■ Given task ■
Can you rescale the lines starting at the one containing "form [(111, 187)]." and ending at the one containing "[(249, 143), (58, 77)]", both included, by giving all of them again with every point coordinate in the answers multiplied by 2.5 and rounded to a whole number, halves rounded up? Keep the request wording and its sample coordinates unchanged.

Position identification records:
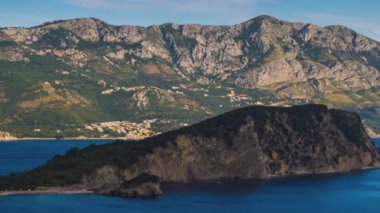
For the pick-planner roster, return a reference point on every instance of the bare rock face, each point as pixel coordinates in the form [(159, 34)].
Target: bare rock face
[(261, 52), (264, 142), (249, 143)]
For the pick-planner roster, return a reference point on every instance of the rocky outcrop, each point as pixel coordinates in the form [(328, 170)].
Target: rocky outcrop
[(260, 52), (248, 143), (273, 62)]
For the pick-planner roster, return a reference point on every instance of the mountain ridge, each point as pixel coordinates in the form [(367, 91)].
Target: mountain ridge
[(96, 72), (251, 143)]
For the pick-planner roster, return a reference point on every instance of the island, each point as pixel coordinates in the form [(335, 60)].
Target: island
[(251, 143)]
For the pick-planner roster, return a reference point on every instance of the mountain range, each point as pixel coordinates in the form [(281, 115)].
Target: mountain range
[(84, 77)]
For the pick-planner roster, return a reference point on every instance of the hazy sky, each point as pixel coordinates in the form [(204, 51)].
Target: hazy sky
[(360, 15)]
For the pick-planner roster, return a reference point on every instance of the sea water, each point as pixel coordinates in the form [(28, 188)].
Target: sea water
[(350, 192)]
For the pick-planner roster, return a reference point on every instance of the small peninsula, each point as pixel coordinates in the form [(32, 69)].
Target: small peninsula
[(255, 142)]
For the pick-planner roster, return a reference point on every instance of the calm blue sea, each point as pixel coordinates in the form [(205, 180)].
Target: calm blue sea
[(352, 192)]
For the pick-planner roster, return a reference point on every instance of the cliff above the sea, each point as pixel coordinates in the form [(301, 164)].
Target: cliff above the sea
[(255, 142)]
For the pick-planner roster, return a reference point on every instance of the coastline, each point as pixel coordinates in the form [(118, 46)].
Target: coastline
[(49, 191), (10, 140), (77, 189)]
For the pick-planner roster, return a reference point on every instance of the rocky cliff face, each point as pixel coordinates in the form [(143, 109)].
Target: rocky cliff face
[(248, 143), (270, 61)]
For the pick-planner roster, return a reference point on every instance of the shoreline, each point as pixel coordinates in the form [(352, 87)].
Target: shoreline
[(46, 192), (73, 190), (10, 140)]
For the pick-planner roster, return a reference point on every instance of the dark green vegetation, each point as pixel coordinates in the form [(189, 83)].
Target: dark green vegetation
==
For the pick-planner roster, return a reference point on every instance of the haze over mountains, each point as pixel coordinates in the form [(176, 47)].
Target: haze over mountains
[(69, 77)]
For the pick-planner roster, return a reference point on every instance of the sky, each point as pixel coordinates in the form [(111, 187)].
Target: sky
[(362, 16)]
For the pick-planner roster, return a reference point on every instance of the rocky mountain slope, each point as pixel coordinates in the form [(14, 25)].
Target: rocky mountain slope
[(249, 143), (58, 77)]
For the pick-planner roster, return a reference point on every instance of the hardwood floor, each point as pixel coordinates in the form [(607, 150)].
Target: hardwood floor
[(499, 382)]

■ Task result ■
For the pick-planner roster, return a reference point on every instance of the sky, each point as pixel coordinates in the form [(111, 187)].
Target: sky
[(905, 40)]
For the pick-planner roster, return a reference point on every instance of the rocky mountain slope, each point as pixel coordinates in the form [(14, 25)].
Target: rocky mountain slope
[(623, 358), (145, 193)]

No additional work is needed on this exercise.